PROBLEM DETAILS: Return every line below that holds the word "dark".
***** DATA SUPPLIED
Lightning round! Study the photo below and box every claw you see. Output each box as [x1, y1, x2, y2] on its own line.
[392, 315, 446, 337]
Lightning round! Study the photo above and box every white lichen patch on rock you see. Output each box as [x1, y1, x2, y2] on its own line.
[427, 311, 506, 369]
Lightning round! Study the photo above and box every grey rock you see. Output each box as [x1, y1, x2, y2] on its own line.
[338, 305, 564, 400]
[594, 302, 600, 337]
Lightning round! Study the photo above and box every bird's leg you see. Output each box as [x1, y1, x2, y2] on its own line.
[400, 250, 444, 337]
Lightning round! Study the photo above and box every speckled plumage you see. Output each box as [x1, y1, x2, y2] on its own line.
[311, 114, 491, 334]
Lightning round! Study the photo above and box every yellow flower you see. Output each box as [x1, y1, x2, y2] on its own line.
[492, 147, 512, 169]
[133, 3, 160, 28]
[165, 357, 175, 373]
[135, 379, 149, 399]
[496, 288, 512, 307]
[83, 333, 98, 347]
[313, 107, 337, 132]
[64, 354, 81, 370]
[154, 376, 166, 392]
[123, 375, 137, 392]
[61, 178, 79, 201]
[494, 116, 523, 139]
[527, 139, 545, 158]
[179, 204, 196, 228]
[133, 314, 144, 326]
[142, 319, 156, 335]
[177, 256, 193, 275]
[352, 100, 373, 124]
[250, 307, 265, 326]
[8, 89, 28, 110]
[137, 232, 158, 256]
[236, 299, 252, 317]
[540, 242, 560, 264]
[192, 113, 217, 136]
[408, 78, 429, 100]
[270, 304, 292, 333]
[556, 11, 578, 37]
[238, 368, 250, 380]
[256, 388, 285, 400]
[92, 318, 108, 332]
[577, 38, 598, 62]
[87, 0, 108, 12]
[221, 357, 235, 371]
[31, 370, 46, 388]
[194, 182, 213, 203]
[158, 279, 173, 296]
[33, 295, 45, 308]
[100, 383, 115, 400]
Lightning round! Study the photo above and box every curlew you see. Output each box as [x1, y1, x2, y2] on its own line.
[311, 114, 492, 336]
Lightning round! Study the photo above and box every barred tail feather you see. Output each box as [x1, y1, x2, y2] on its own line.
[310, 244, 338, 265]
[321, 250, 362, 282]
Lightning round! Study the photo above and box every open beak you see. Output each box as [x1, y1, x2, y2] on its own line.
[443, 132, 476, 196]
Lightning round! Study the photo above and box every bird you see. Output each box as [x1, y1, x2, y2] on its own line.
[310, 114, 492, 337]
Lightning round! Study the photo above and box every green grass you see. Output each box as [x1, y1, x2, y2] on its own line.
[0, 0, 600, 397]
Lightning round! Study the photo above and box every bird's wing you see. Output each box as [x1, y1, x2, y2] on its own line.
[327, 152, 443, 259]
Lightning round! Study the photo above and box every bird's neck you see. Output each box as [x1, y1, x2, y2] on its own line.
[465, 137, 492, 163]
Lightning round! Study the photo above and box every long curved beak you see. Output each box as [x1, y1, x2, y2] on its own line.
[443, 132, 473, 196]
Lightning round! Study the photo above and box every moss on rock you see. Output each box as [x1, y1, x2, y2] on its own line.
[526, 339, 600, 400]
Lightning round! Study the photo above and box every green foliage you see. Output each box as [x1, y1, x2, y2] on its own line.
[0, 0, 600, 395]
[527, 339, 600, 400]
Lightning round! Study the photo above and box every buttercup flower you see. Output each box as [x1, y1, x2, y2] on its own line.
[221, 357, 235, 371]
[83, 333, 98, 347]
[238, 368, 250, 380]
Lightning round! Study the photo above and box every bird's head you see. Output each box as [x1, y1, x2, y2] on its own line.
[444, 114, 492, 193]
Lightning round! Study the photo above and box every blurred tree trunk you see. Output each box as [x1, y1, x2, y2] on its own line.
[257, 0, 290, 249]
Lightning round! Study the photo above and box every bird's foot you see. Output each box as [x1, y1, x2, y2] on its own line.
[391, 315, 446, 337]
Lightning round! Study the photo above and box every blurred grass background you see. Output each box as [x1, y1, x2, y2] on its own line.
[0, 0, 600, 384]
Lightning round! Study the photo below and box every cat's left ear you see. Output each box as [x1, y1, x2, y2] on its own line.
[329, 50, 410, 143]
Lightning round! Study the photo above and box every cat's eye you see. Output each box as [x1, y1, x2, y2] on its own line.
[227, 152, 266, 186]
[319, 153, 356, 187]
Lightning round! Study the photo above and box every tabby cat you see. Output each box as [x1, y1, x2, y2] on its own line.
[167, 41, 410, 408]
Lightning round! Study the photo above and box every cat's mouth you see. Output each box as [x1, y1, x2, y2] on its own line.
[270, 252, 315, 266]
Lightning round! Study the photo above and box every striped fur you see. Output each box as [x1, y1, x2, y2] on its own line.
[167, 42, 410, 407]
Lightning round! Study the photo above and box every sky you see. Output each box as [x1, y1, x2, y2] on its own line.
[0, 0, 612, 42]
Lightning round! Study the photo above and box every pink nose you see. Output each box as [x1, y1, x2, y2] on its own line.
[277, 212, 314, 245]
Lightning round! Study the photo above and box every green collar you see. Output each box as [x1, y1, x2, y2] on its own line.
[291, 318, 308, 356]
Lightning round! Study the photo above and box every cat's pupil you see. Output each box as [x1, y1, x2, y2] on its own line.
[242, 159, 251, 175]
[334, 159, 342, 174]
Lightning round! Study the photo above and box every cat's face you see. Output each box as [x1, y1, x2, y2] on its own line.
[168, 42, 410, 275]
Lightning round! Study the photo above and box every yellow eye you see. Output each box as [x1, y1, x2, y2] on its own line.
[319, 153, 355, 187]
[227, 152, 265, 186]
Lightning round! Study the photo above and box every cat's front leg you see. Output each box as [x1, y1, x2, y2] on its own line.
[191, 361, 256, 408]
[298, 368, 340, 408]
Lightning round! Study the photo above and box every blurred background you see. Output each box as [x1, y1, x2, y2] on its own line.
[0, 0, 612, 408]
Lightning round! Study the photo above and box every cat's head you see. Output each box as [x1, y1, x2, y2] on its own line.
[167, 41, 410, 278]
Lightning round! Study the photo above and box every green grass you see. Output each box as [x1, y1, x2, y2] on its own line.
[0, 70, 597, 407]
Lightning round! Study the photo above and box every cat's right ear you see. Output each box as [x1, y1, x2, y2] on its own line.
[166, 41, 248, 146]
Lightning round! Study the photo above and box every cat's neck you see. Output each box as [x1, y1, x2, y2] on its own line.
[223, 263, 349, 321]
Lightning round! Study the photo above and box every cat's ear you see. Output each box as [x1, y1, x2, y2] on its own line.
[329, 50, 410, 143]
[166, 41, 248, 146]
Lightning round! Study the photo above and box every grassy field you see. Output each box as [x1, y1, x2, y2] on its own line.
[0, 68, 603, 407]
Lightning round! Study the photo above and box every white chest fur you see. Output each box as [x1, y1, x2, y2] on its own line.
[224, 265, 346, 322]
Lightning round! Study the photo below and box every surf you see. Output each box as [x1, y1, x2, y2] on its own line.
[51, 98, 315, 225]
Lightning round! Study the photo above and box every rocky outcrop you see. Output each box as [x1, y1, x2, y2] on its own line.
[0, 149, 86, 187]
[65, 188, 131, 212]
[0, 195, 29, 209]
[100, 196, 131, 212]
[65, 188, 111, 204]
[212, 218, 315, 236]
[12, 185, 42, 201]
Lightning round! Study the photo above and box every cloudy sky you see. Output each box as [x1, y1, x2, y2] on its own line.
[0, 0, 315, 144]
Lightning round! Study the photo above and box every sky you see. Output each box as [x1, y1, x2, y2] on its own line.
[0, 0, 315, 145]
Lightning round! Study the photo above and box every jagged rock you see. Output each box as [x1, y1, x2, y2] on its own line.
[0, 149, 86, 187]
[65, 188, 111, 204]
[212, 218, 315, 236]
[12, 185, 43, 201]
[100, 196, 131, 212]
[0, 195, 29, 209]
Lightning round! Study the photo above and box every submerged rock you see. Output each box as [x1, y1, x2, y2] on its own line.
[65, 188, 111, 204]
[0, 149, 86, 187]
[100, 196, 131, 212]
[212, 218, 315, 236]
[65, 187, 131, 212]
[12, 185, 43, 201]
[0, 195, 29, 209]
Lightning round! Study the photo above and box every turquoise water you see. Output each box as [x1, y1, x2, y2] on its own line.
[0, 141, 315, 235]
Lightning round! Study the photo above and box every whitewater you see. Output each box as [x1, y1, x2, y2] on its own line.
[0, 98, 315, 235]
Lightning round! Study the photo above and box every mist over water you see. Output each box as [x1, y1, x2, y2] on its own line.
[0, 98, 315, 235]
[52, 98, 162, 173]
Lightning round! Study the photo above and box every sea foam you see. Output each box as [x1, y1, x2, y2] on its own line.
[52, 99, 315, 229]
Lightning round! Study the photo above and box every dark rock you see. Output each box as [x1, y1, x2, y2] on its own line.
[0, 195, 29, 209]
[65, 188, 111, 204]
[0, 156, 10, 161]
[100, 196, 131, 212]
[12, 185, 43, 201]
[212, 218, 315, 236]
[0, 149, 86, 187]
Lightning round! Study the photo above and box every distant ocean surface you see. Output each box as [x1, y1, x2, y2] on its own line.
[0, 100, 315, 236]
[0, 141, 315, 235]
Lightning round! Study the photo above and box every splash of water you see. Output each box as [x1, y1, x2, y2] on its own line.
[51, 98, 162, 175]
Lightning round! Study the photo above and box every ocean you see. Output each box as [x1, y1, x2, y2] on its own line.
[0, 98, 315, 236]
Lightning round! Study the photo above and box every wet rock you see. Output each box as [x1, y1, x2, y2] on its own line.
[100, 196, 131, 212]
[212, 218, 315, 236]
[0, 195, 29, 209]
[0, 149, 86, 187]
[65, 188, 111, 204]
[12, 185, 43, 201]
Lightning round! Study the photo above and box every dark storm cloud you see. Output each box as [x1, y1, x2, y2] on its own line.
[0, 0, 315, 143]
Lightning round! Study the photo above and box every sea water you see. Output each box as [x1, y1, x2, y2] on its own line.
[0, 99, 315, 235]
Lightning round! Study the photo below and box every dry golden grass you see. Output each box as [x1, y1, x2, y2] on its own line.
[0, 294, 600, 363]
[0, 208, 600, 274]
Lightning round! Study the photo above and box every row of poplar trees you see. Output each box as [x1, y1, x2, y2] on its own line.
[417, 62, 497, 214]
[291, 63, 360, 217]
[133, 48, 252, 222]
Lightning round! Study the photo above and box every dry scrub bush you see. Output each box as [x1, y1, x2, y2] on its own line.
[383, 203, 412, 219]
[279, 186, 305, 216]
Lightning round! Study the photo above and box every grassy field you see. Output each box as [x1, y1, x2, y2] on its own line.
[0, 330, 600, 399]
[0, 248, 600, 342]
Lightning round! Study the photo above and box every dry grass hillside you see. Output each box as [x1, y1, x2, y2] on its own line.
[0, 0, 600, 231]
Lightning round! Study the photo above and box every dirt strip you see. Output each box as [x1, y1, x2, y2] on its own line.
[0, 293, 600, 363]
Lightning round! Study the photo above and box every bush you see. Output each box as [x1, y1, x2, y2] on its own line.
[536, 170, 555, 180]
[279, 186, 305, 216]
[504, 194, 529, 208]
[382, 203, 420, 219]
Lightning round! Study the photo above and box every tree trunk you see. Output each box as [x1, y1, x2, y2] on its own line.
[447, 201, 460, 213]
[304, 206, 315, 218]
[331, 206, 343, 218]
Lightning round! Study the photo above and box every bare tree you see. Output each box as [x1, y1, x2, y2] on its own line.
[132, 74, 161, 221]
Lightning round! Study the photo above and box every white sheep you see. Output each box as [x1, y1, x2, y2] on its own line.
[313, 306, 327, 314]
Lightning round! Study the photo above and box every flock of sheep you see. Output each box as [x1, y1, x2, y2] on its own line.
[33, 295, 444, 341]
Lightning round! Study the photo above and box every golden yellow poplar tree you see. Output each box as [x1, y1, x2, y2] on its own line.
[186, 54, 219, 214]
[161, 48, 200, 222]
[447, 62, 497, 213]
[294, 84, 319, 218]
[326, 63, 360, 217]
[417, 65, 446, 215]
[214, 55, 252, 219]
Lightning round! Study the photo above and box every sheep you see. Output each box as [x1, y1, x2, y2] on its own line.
**********
SOLUTION BELOW:
Lightning round! Study the photo above and box every dark rock you see. Output each box as [x1, y1, x2, y2] on its own line.
Lightning round! Study the photo above and box every dark storm cloud you see. Output each box as [x1, y1, x2, y2] on its own line.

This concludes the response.